Dr. Martyn Lloyd-Jones: Listen to the Apostle as He puts it. Behold, I lay in Zion, in Zion, a stumbling stone and rock of offense. You see what that means? When the Savior came into the world, as He's already reminded us in the fourth verse of this chapter, He came amongst the Jews, rather the fifth verse. Who are the fathers and of whom as concerning the flesh, Christ came. He's told us later at the very beginning in the fourth verse.
Dr. Martyn Lloyd-Jones: Third verse of the first chapter, concerning His Son Jesus Christ our Lord, which was made of the seed of David according to the flesh. Where did He come to? When the Messiah came, when the Son of God came into the world, where did He come? Not amongst the nations. Telestine, amongst the Jews, He came into His own in Zion. Their own glorious city of which they were so proud.
Dr. Martyn Lloyd-Jones: This is the tragedy, I say, that they of all people should have rejected Him or should have stumbled at Him. For they were the people who were looking forward to the coming of the Messiah. They were a religious people. They were people who were seeking after righteousness, following after righteousness, as we've already been reminded by Him. They were the people who had the oracles of God, the scriptures, not the nations, the dogs, they were God's people.
Dr. Martyn Lloyd-Jones: And they'd got these precious things, and they read them, and they studied them, and on the basis of that, they were waiting and longing for the coming of the Messiah. And He came amongst them to His own people, and His own received Him not. That's the tragedy. The people who had had all these advantages that He enumerates in verses 4 and 5 of this ninth chapter, that they of everybody should have stumbled at Him and should have found in Him a rock of offense.
Dr. Martyn Lloyd-Jones: My friends, I haven't time to work it out tonight. I'm going to take this up, God willing, when I come back again on the 26th of this month. But you know, we are witnessing a repetition of this very thing at the present time. Where is it that He's a stone of stumbling and a rock of offense most patently during these last weeks? Where is it? Is it out in the world? No, it's in His own church. It's amongst those who claim His name.

▸ **Given exercise 1**
According to the sermon excerpt, when will the speaker take up this subject again?
▸ **Given exercise 2**
Decide whether each statement agrees with the sermon excerpt, and give yes or no with the deciding words quoted: (a) The Messiah came amongst the nations. (b) The speaker calls the Jews a religious people. (c) The speaker has time to work the matter out tonight.
This material has no connection to the sermon excerpt.

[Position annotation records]
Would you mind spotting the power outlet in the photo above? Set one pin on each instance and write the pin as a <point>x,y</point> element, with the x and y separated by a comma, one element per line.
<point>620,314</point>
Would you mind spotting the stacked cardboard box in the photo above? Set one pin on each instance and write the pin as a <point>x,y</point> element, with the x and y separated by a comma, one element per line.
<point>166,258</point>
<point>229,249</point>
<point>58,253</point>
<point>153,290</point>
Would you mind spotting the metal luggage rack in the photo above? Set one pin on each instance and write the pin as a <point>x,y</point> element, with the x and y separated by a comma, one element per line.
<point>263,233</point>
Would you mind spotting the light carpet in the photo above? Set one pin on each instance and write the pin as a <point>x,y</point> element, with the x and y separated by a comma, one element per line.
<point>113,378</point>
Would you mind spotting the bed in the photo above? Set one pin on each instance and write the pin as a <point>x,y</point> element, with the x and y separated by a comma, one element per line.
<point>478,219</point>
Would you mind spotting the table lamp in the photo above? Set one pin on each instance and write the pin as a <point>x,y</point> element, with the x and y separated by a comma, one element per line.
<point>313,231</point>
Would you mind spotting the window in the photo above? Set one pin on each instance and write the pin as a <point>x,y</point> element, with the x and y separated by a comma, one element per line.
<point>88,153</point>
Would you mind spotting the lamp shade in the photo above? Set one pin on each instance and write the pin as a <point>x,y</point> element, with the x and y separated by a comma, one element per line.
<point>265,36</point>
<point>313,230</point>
==
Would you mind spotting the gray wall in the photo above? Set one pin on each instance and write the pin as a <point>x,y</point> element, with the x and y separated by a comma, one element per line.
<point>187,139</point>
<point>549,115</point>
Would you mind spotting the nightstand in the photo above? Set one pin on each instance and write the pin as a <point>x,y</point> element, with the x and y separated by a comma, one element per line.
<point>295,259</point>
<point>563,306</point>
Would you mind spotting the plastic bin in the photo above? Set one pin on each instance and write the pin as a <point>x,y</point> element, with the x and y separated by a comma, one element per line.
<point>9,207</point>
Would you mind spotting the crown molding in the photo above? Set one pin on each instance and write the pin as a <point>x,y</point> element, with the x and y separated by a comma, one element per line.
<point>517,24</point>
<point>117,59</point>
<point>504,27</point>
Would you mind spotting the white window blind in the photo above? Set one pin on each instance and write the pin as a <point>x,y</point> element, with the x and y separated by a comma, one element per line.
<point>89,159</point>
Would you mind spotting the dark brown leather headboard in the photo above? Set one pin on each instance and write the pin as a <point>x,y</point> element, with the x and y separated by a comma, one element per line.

▸ **Expected answer 1**
On the 26th of this month.

▸ **Expected answer 2**
(a) No: "Not amongst the nations."
(b) Yes: "They were a religious people."
(c) No: "I haven't time to work it out tonight."